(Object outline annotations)
++++++++++++++++++++

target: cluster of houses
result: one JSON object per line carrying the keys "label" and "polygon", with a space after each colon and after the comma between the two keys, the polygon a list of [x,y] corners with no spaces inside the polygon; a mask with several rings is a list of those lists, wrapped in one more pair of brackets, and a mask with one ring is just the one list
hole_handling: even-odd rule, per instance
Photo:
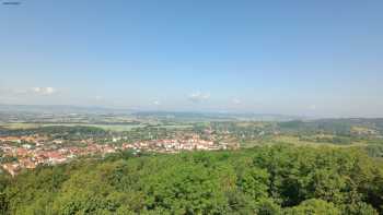
{"label": "cluster of houses", "polygon": [[[214,144],[212,141],[193,136],[188,139],[169,139],[123,143],[121,145],[97,144],[92,140],[83,140],[82,146],[65,146],[61,140],[46,141],[45,139],[0,138],[0,151],[2,157],[15,158],[14,160],[1,160],[1,167],[10,175],[15,176],[22,169],[33,169],[38,165],[57,165],[72,158],[86,155],[105,155],[117,151],[134,150],[136,152],[177,153],[179,151],[216,151],[227,150],[228,144]],[[23,141],[22,141],[23,140]],[[42,141],[44,140],[44,141]],[[18,144],[12,144],[12,143]],[[114,141],[112,141],[114,142]]]}
{"label": "cluster of houses", "polygon": [[160,153],[177,153],[179,151],[217,151],[227,150],[228,144],[214,144],[212,141],[200,140],[198,138],[186,140],[154,140],[137,142],[134,144],[123,144],[123,148],[144,150],[149,152]]}

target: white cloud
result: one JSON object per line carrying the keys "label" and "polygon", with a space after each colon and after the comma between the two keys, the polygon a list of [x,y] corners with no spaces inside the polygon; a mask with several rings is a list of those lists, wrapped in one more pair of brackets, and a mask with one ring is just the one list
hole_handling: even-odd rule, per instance
{"label": "white cloud", "polygon": [[310,110],[316,110],[316,105],[311,105],[311,106],[309,106],[309,109],[310,109]]}
{"label": "white cloud", "polygon": [[56,89],[54,87],[47,86],[47,87],[33,87],[32,92],[37,95],[51,95],[56,93]]}
{"label": "white cloud", "polygon": [[94,99],[95,99],[95,100],[103,100],[104,97],[102,97],[102,96],[95,96]]}
{"label": "white cloud", "polygon": [[234,98],[232,101],[233,101],[234,105],[241,105],[242,104],[242,101],[240,99],[237,99],[237,98]]}
{"label": "white cloud", "polygon": [[193,103],[201,103],[210,98],[209,93],[195,92],[188,96],[188,99]]}

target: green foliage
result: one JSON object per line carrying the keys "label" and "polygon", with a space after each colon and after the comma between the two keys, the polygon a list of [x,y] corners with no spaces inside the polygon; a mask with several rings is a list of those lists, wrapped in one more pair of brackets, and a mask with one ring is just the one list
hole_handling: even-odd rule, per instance
{"label": "green foliage", "polygon": [[121,153],[0,178],[3,214],[378,214],[383,164],[357,148]]}

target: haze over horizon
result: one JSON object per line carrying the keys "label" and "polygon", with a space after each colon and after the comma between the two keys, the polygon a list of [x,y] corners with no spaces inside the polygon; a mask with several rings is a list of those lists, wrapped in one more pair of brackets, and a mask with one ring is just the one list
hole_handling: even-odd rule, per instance
{"label": "haze over horizon", "polygon": [[20,2],[0,104],[383,117],[382,1]]}

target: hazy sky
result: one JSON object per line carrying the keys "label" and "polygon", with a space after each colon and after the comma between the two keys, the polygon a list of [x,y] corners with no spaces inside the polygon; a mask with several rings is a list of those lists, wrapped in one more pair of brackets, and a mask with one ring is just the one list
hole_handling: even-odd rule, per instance
{"label": "hazy sky", "polygon": [[0,2],[0,104],[383,117],[382,0]]}

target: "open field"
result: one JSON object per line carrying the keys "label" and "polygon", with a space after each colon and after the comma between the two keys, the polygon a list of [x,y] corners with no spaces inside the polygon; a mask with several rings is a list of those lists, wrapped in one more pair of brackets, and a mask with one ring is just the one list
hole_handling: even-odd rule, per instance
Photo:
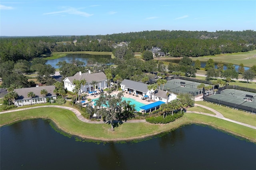
{"label": "open field", "polygon": [[[213,108],[221,113],[224,117],[226,118],[256,126],[256,114],[234,109],[229,107],[203,101],[198,101],[195,103]],[[255,135],[256,135],[256,134]]]}
{"label": "open field", "polygon": [[[234,117],[234,120],[235,119],[237,121],[254,126],[256,124],[256,115],[239,111],[236,111],[234,114],[232,111],[233,113],[230,113],[232,112],[228,110],[229,108],[205,102],[202,102],[204,103],[202,103],[200,102],[197,102],[197,103],[206,103],[208,107],[216,108],[224,116],[229,119]],[[193,111],[193,108],[190,110]],[[195,110],[198,110],[198,108]],[[37,118],[51,119],[58,128],[71,134],[102,140],[141,138],[168,132],[184,125],[198,123],[208,125],[256,142],[256,130],[254,129],[214,117],[195,113],[185,113],[183,117],[166,125],[125,123],[119,125],[112,131],[109,130],[110,125],[107,124],[88,124],[82,122],[70,111],[56,108],[42,108],[0,114],[0,125],[2,126],[25,119]]]}
{"label": "open field", "polygon": [[[176,57],[163,57],[163,59],[176,59]],[[248,52],[239,52],[232,53],[221,54],[214,56],[209,55],[203,57],[191,57],[192,60],[195,61],[197,59],[200,61],[207,61],[211,58],[216,62],[222,61],[225,64],[232,63],[239,65],[241,63],[244,64],[245,67],[251,67],[256,64],[256,50]]]}

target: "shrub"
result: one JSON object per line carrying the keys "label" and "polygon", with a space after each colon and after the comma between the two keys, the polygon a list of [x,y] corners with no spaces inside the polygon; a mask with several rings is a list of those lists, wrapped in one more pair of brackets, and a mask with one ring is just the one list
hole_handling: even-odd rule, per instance
{"label": "shrub", "polygon": [[13,108],[16,108],[17,107],[17,106],[16,105],[3,105],[2,107],[2,109],[3,111],[7,111]]}
{"label": "shrub", "polygon": [[154,124],[166,124],[172,122],[175,120],[182,117],[183,116],[184,113],[176,113],[172,115],[168,115],[165,118],[163,118],[162,116],[160,116],[157,117],[151,117],[146,118],[146,121],[150,123]]}
{"label": "shrub", "polygon": [[62,98],[58,97],[58,98],[55,100],[55,102],[59,105],[63,105],[66,103],[66,100]]}

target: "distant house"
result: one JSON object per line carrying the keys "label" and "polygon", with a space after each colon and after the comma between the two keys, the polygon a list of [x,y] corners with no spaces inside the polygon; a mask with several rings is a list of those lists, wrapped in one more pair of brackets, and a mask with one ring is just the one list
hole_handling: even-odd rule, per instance
{"label": "distant house", "polygon": [[158,56],[160,57],[165,57],[165,54],[164,52],[161,51],[161,48],[159,47],[152,47],[152,48],[151,49],[150,49],[149,51],[152,52],[153,53],[153,56],[154,57],[156,57],[156,54],[158,55]]}
{"label": "distant house", "polygon": [[[74,79],[81,81],[84,79],[86,81],[86,83],[84,85],[81,85],[80,92],[89,92],[98,89],[106,88],[107,87],[106,83],[107,77],[106,75],[103,72],[91,73],[91,71],[89,70],[88,73],[82,73],[81,71],[77,72],[73,76],[68,77],[64,80],[64,87],[68,91],[72,91],[73,89],[76,85],[73,83]],[[92,84],[93,81],[97,81],[96,84],[96,89],[94,89],[94,85]]]}
{"label": "distant house", "polygon": [[[142,96],[150,96],[150,91],[148,89],[148,85],[146,84],[125,79],[120,83],[120,85],[121,88],[127,93],[140,95]],[[167,101],[170,102],[177,98],[176,95],[166,91],[157,89],[154,92],[154,95],[153,91],[151,91],[151,99],[156,101],[162,101],[166,103]]]}
{"label": "distant house", "polygon": [[[43,96],[40,94],[41,91],[43,89],[45,89],[48,92],[48,94],[45,97]],[[44,103],[47,98],[52,100],[56,99],[57,99],[57,96],[53,93],[55,89],[55,87],[54,85],[14,89],[14,91],[18,93],[18,97],[14,100],[14,104],[18,106],[23,106],[31,104]],[[33,92],[35,95],[35,97],[32,99],[28,97],[28,93],[30,92]]]}

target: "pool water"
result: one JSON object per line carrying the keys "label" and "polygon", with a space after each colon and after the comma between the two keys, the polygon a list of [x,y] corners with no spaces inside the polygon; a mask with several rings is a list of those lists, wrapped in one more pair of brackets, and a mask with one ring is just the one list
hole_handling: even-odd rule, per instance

++++++++++++++++++++

To be done
Which lines of the entries above contain the word "target"? Return each of those lines in full.

Output of the exercise
target: cluster of houses
target: white cloud
target: green foliage
target: haze over horizon
target: hazy sky
target: "open field"
target: "shrub"
target: "distant house"
target: "pool water"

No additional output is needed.